-- Start Data in this exercise --

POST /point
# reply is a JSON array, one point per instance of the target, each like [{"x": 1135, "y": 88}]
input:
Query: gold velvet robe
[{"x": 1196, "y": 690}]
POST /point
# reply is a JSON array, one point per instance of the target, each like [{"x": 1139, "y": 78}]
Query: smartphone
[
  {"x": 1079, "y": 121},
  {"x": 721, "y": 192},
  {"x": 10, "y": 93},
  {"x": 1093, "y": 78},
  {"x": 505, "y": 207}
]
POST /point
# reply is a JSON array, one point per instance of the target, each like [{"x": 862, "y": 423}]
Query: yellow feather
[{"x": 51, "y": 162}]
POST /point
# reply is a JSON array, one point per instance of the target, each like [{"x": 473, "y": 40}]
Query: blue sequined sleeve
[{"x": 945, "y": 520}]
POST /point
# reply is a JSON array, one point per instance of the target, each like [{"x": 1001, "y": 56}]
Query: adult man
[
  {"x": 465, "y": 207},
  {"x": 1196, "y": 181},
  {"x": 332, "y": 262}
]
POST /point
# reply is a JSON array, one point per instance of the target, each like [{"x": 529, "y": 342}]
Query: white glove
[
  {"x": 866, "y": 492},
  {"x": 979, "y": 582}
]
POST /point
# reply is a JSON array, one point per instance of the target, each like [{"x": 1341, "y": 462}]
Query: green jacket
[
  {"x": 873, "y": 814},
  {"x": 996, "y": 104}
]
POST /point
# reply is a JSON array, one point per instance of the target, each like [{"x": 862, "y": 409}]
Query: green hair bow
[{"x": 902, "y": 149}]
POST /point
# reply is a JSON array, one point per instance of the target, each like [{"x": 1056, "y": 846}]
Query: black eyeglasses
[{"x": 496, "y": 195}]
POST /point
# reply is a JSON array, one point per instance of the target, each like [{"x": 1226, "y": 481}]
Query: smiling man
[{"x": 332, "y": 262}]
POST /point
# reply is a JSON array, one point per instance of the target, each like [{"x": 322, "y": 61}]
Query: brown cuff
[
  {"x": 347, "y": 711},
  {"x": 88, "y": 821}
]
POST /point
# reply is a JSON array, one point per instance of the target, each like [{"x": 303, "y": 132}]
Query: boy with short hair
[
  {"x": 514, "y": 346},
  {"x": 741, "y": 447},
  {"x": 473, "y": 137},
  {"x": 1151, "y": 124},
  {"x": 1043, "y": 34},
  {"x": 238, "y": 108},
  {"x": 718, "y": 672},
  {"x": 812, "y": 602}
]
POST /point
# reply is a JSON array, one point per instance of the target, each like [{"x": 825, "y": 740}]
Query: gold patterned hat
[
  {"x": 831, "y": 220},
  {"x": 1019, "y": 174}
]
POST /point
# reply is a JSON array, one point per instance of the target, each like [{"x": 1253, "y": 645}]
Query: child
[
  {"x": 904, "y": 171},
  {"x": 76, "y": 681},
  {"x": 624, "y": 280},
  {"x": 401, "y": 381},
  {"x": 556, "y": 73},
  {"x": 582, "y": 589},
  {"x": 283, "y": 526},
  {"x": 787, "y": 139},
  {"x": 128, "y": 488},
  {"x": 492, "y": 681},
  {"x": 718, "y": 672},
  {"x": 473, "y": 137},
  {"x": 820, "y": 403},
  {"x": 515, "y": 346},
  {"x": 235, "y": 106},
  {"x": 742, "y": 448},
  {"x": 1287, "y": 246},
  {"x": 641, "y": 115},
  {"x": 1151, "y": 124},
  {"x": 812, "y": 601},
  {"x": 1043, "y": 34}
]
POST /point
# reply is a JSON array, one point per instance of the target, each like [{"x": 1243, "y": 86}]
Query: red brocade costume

-- End Data in this exercise --

→ Goal: Write out all of the records above exactly as they appear.

→ Completed task:
POST /point
# reply is a JSON array, one point per instance of the target, each like [{"x": 1135, "y": 88}]
input:
Query: gold velvet robe
[{"x": 1196, "y": 690}]
POST /point
# reply is a JSON array, one point per instance of the target, each like [{"x": 1139, "y": 78}]
Query: smartphone
[
  {"x": 1079, "y": 121},
  {"x": 721, "y": 192},
  {"x": 10, "y": 93},
  {"x": 1093, "y": 78},
  {"x": 505, "y": 207}
]
POST /point
# reply is a JSON array, one point per instance of the target, each like [{"x": 862, "y": 423}]
Query: yellow feather
[{"x": 51, "y": 162}]
POST /point
# reply is a JSON array, one point per instance of the target, each like [{"x": 473, "y": 40}]
Query: blue sequined sleeve
[{"x": 945, "y": 520}]
POST /point
# reply is a JSON array, one point per instance of the target, each like [{"x": 1001, "y": 56}]
Query: adult man
[
  {"x": 465, "y": 207},
  {"x": 1196, "y": 181},
  {"x": 332, "y": 262}
]
POST /point
# reply is a JSON array, one point per instance of the target, each like [{"x": 529, "y": 342}]
Query: white glove
[
  {"x": 866, "y": 492},
  {"x": 979, "y": 582}
]
POST /point
# reply is a JSON array, one point per instance of the target, each like [{"x": 1341, "y": 462}]
Query: green jacket
[
  {"x": 873, "y": 814},
  {"x": 996, "y": 104}
]
POST /point
# reply is a JSON array, one point per instance of the target, each like [{"x": 862, "y": 409}]
Query: green hair bow
[{"x": 902, "y": 149}]
POST /point
# reply is a JSON array, one point per instance of the target, each like [{"x": 1056, "y": 846}]
Query: black eyeglasses
[{"x": 496, "y": 195}]
POST /point
# reply is a JSON array, one point per instance of the target, each like [{"x": 1226, "y": 481}]
Query: smiling man
[{"x": 332, "y": 262}]
POST /point
# reply is a JSON array, one point per instance of the target, each like [{"x": 322, "y": 61}]
Query: brown cuff
[
  {"x": 347, "y": 711},
  {"x": 88, "y": 821}
]
POST /point
# reply is a JSON array, one point per instance of the target, each like [{"x": 303, "y": 132}]
Query: boy with short hair
[
  {"x": 514, "y": 346},
  {"x": 741, "y": 447},
  {"x": 473, "y": 137},
  {"x": 1151, "y": 124},
  {"x": 1043, "y": 34},
  {"x": 238, "y": 108},
  {"x": 718, "y": 672},
  {"x": 812, "y": 602}
]
POST /point
# reply is a JSON array, one point per instance of the target, each like [{"x": 825, "y": 740}]
Query: gold patterned hat
[
  {"x": 831, "y": 220},
  {"x": 1019, "y": 174}
]
POST /point
# reply is a JSON array, one point per instance of the target, each like [{"x": 1253, "y": 645}]
Query: child
[
  {"x": 904, "y": 171},
  {"x": 76, "y": 681},
  {"x": 624, "y": 280},
  {"x": 401, "y": 381},
  {"x": 556, "y": 73},
  {"x": 582, "y": 589},
  {"x": 283, "y": 526},
  {"x": 787, "y": 139},
  {"x": 128, "y": 488},
  {"x": 492, "y": 681},
  {"x": 718, "y": 672},
  {"x": 473, "y": 137},
  {"x": 820, "y": 403},
  {"x": 515, "y": 346},
  {"x": 235, "y": 106},
  {"x": 742, "y": 448},
  {"x": 1287, "y": 246},
  {"x": 641, "y": 115},
  {"x": 1151, "y": 124},
  {"x": 812, "y": 601},
  {"x": 1043, "y": 34}
]
POST /point
# reply is a JSON array, one point per instance of the target, each like [{"x": 1243, "y": 86}]
Query: red brocade costume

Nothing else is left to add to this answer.